Please lay out every line of the entries below as a JSON list of strings, one string per line, with blank lines left out. Leave the pictures out of the answer.

+ + + + +

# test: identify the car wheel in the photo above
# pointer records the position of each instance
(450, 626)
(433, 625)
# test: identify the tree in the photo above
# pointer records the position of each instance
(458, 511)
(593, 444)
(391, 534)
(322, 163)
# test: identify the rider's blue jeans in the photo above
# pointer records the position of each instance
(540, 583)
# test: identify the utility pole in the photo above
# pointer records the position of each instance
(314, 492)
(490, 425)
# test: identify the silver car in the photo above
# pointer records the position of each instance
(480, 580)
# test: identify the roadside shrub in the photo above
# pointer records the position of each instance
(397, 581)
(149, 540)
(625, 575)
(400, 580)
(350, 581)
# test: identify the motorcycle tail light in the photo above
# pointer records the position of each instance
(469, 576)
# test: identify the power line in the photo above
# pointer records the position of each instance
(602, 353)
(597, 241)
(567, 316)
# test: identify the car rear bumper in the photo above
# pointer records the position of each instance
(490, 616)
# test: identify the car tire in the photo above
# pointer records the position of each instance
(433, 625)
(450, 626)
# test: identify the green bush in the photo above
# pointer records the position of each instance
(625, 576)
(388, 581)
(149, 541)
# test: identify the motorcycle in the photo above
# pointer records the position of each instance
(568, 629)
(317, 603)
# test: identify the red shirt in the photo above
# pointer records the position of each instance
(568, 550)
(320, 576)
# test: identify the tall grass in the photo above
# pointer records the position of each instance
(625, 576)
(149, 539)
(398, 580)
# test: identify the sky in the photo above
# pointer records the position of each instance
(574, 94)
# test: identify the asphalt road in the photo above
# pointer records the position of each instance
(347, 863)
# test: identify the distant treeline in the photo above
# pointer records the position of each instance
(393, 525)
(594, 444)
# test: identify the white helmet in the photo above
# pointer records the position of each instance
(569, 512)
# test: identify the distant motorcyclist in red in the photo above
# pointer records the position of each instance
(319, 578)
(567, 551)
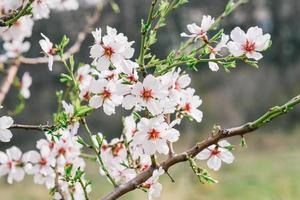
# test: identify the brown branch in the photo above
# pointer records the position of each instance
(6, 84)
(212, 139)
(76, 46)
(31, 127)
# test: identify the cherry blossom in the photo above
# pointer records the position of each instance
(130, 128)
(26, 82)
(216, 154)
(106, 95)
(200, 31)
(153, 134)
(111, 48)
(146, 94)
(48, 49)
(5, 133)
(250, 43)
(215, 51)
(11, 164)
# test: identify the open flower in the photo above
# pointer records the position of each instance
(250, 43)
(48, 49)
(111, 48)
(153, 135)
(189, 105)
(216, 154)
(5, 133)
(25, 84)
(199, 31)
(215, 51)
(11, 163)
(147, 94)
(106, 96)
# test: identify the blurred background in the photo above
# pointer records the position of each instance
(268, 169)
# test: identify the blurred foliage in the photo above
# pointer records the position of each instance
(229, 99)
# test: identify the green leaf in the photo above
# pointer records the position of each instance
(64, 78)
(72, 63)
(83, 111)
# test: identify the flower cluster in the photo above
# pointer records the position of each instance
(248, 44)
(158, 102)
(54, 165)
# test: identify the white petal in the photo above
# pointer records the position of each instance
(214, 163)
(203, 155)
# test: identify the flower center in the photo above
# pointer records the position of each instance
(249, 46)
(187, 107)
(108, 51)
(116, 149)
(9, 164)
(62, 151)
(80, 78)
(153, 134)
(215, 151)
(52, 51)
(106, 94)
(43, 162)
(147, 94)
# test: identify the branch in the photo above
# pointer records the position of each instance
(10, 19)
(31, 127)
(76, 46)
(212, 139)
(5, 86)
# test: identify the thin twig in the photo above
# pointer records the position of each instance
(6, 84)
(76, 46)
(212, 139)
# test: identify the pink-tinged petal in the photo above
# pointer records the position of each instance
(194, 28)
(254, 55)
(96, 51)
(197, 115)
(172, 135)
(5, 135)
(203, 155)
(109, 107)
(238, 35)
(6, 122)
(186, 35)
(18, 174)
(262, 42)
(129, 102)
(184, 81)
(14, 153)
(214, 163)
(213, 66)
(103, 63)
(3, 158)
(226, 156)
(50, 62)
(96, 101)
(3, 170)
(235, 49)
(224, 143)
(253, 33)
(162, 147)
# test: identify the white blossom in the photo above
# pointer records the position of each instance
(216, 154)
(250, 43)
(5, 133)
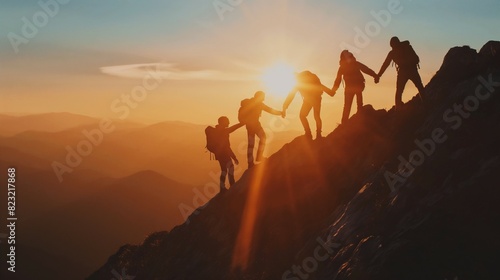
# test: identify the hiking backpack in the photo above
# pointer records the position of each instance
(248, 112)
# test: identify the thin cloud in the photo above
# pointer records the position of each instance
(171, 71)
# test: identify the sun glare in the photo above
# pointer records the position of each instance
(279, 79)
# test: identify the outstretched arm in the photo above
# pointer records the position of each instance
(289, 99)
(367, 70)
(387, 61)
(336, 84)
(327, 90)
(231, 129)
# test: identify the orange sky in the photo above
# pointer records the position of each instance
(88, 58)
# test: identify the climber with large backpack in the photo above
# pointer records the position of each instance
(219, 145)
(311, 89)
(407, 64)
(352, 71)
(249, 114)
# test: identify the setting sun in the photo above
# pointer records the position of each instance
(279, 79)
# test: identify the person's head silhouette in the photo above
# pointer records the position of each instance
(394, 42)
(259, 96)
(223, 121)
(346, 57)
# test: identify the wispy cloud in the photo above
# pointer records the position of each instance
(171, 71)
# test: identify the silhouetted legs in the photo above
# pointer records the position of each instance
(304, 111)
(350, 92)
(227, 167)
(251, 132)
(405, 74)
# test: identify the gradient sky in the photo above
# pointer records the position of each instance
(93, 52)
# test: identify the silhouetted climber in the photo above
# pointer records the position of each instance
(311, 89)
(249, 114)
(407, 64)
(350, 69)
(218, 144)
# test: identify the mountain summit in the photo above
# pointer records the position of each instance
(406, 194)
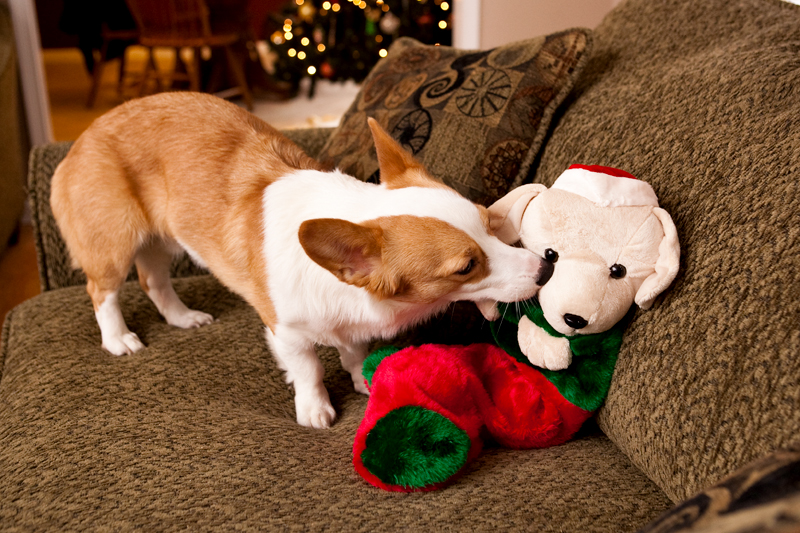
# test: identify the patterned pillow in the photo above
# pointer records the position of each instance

+ + + + +

> _Solution_:
[
  "# test: identify the car wheel in the photo above",
  "# pointer records the position of each instance",
  "(450, 626)",
  "(433, 625)",
  "# test: identify the tree in the photo above",
  "# pointer records the position of each instance",
  "(458, 511)",
  "(593, 444)",
  "(391, 534)",
  "(322, 163)",
  "# test: identify the rider's blue jeans in the photo above",
  "# pointer records the position of each instance",
  "(540, 583)",
  "# test: identify the utility pole in the photo above",
  "# pointer records the position of each instance",
  "(314, 492)",
  "(490, 425)",
  "# test: identify the silver car in the photo above",
  "# pointer records the position of each instance",
  "(480, 580)",
  "# test: identify the roadside shrub in the photo above",
  "# pointer records the position of each instance",
  "(397, 581)",
  "(149, 540)",
  "(625, 575)",
  "(400, 580)",
  "(350, 581)",
  "# test: identify the motorcycle tail light in the photo above",
  "# pointer records the position of each instance",
  "(469, 576)",
  "# test: identify the power line in the photo above",
  "# pointer records the position of each instance",
  "(602, 353)",
  "(597, 241)",
  "(567, 316)",
  "# test: identify the car rear bumper in the photo above",
  "# pointer records the position of each instance",
  "(490, 616)",
  "# test: identify the car tire in the photo above",
  "# pointer records the position of each instance",
  "(433, 625)",
  "(450, 626)",
  "# test: identify the green bush in the photo above",
  "# pointer records the position of each instance",
  "(625, 576)",
  "(388, 581)",
  "(149, 541)",
  "# test: identify the motorcycle in the photo above",
  "# pointer records the position of each instance",
  "(568, 629)",
  "(317, 603)",
  "# test: identify the red shirt in the photo above",
  "# pointer records the position of each instance",
  "(568, 550)",
  "(320, 576)",
  "# test: identify the tall grass in the photo above",
  "# pointer records the position of each instance",
  "(625, 576)",
  "(149, 539)",
  "(398, 580)",
  "# test: identify the sky in the photo above",
  "# pointer records the position of each instance",
  "(574, 94)",
  "# test: identify the asphalt road in the photo above",
  "# pointer records the position of each instance",
  "(347, 863)",
  "# test: identify the distant treeline in the photo above",
  "# pointer records the position of each instance",
  "(393, 525)",
  "(594, 444)",
  "# test: identify the white helmet in the photo above",
  "# pointer records the position of each instance",
  "(569, 512)",
  "# test: identify the distant motorcyclist in red in the photo above",
  "# pointer records the position of each instance",
  "(319, 578)",
  "(567, 551)",
  "# test: identify the brown branch in the photo above",
  "# pointer records the position of each instance",
  "(6, 84)",
  "(212, 139)",
  "(76, 46)",
  "(31, 127)",
  "# test: identify the cherry blossom in the photo above",
  "# pointer records the position of each instance",
  "(130, 128)",
  "(26, 82)",
  "(216, 154)",
  "(106, 95)",
  "(200, 31)",
  "(153, 134)",
  "(111, 48)",
  "(146, 94)",
  "(48, 49)",
  "(5, 133)",
  "(250, 43)",
  "(215, 51)",
  "(11, 164)",
  "# test: identify the open flower in the photo above",
  "# pointer records the position of each instance",
  "(250, 43)",
  "(48, 49)",
  "(111, 48)",
  "(153, 135)",
  "(189, 105)",
  "(216, 154)",
  "(5, 133)",
  "(25, 84)",
  "(199, 31)",
  "(215, 51)",
  "(11, 163)",
  "(147, 94)",
  "(106, 96)",
  "# test: identify the blurred background in the photo above",
  "# pointer records the position of each instance",
  "(268, 169)",
  "# test: identify the blurred foliage in the photo above",
  "# pointer records the position of each instance",
  "(229, 99)",
  "# test: identify the green leaf in the photo above",
  "# pointer records the position of each instance",
  "(64, 78)",
  "(72, 63)",
  "(83, 111)",
  "# test: identify the flower cluster in the photo above",
  "# pointer records the position of each instance",
  "(248, 44)",
  "(158, 102)",
  "(54, 165)",
  "# test: identify the white petal in the photo above",
  "# pointer records the position of each instance",
  "(214, 163)",
  "(203, 155)",
  "# test: identify the flower center in the photo above",
  "# pointer records the position of each instance",
  "(249, 46)",
  "(187, 107)",
  "(108, 51)",
  "(116, 149)",
  "(9, 164)",
  "(62, 151)",
  "(80, 78)",
  "(153, 134)",
  "(215, 151)",
  "(52, 51)",
  "(106, 94)",
  "(43, 162)",
  "(147, 94)",
  "# test: identify the branch in the photo above",
  "# pointer records the position of each instance",
  "(10, 19)",
  "(31, 127)",
  "(76, 46)",
  "(212, 139)",
  "(5, 86)",
  "# test: identify the thin twig in the photo above",
  "# pointer records the position of each instance",
  "(6, 84)",
  "(76, 46)",
  "(212, 139)",
  "# test: identify the pink-tinged petal in the photo above",
  "# pointer records the position of each instance",
  "(194, 28)",
  "(254, 55)",
  "(96, 51)",
  "(197, 115)",
  "(172, 135)",
  "(5, 135)",
  "(203, 155)",
  "(109, 107)",
  "(238, 35)",
  "(6, 122)",
  "(186, 35)",
  "(18, 174)",
  "(262, 42)",
  "(129, 102)",
  "(184, 81)",
  "(14, 153)",
  "(214, 163)",
  "(213, 66)",
  "(103, 63)",
  "(3, 158)",
  "(226, 156)",
  "(50, 62)",
  "(96, 101)",
  "(3, 170)",
  "(235, 49)",
  "(224, 143)",
  "(253, 33)",
  "(162, 147)",
  "# test: identify the white blossom in the photo above",
  "# pointer records the position of each instance",
  "(216, 154)",
  "(250, 43)",
  "(5, 133)",
  "# test: identify the hiking backpack in the photo above",
  "# pointer records the position of each instance",
  "(248, 112)",
  "# test: identify the thin cloud in the photo above",
  "# pointer records the position of each instance",
  "(171, 71)",
  "# test: identify the sun glare in the photo above",
  "# pointer records the position of each instance",
  "(279, 79)",
  "# test: identify the outstretched arm in the photo above",
  "# pointer records the position of each instance",
  "(289, 99)",
  "(367, 70)",
  "(387, 61)",
  "(336, 84)",
  "(327, 90)",
  "(231, 129)",
  "# test: identify the orange sky in the photo above",
  "# pointer records the position of each instance",
  "(88, 58)",
  "# test: identify the climber with large backpack in the photo above",
  "# pointer records the position of each instance",
  "(219, 145)",
  "(311, 89)",
  "(407, 64)",
  "(352, 71)",
  "(249, 114)",
  "# test: identify the setting sun in the photo above",
  "# pointer records the position of each instance",
  "(279, 79)",
  "# test: identify the person's head silhouette in the photo above",
  "# pointer records the position of each instance",
  "(394, 42)",
  "(259, 96)",
  "(223, 121)",
  "(346, 57)",
  "# test: identify the wispy cloud in the photo above",
  "# pointer records the position of each instance",
  "(171, 71)",
  "# test: identify the silhouetted legs in the photo above",
  "# pointer records the position of each instance",
  "(304, 111)",
  "(350, 92)",
  "(227, 167)",
  "(251, 132)",
  "(405, 74)",
  "# test: identify the gradient sky in the photo above",
  "# pointer records the position of each instance",
  "(93, 52)",
  "# test: identify the silhouetted climber in the photo above",
  "# pointer records the position of each instance",
  "(311, 89)",
  "(249, 114)",
  "(407, 64)",
  "(350, 69)",
  "(218, 144)",
  "# test: identify the mountain summit in the photo above",
  "# pointer records the position of each instance",
  "(406, 194)",
  "# test: identify the patterned pillow in the photo above",
  "# pointer records the position of each instance"
]